═════ RECORDS SUPPLIED ═════

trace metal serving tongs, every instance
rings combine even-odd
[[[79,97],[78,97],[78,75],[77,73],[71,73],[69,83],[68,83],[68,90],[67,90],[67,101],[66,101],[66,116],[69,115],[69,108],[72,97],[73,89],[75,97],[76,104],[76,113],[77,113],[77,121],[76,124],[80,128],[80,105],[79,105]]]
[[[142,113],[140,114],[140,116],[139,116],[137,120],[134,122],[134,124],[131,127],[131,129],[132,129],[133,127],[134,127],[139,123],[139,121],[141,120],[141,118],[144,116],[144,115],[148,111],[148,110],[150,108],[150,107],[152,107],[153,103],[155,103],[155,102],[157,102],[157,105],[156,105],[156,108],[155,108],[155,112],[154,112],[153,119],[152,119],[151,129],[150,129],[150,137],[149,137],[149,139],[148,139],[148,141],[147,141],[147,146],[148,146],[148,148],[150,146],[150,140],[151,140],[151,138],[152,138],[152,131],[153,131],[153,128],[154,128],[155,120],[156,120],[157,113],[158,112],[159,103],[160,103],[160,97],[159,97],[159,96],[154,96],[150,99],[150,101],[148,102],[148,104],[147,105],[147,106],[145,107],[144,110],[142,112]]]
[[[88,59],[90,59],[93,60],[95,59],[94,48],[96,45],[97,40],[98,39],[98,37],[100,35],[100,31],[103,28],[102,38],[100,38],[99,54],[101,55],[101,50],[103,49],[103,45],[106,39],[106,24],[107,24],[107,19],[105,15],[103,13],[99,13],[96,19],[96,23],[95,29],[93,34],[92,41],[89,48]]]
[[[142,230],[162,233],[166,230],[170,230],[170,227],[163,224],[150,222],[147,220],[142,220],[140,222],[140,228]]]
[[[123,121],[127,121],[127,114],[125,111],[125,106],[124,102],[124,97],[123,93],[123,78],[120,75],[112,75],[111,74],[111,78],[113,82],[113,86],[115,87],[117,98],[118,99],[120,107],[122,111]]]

═════

Repeat the material above with "serving tongs" switched to "kitchen tongs", leaving everything else unchanged.

**RESULT OF THE EXERCISE:**
trace metal kitchen tongs, every instance
rings combine even-odd
[[[79,97],[78,97],[78,75],[77,73],[71,73],[69,83],[68,83],[68,90],[67,90],[67,101],[66,101],[66,116],[69,115],[69,108],[72,97],[73,89],[75,97],[76,104],[76,113],[77,113],[77,121],[76,124],[80,128],[80,105],[79,105]]]
[[[142,113],[140,114],[140,116],[139,116],[137,120],[134,122],[134,124],[131,127],[131,129],[132,129],[133,127],[134,127],[139,123],[139,121],[141,120],[141,118],[144,116],[144,115],[148,111],[148,110],[150,108],[150,107],[152,107],[153,103],[155,103],[155,102],[157,102],[157,105],[156,105],[156,108],[155,108],[155,112],[154,112],[153,119],[152,119],[151,129],[150,129],[150,137],[149,137],[149,139],[148,139],[148,141],[147,141],[147,146],[148,146],[148,148],[150,146],[150,140],[151,140],[151,138],[152,138],[152,131],[153,131],[153,128],[154,128],[155,120],[156,120],[157,113],[158,112],[159,103],[160,103],[160,97],[159,97],[159,96],[154,96],[150,99],[150,101],[148,102],[148,104],[147,105],[147,106],[145,107],[144,110],[142,112]]]
[[[88,59],[90,59],[93,60],[95,59],[94,48],[96,45],[97,40],[98,39],[98,37],[100,35],[100,31],[103,28],[102,38],[100,38],[99,54],[101,55],[101,50],[103,49],[103,45],[106,39],[106,24],[107,24],[107,19],[105,15],[103,13],[99,13],[96,19],[96,23],[95,29],[93,34],[92,41],[89,48]]]
[[[142,230],[162,233],[166,230],[170,230],[170,227],[163,224],[150,222],[147,220],[142,220],[140,222],[140,228]]]
[[[123,121],[127,121],[127,114],[125,111],[125,106],[124,102],[124,97],[123,93],[123,78],[120,75],[112,75],[111,74],[111,78],[113,82],[113,86],[115,87],[117,98],[118,99],[120,107],[122,111]]]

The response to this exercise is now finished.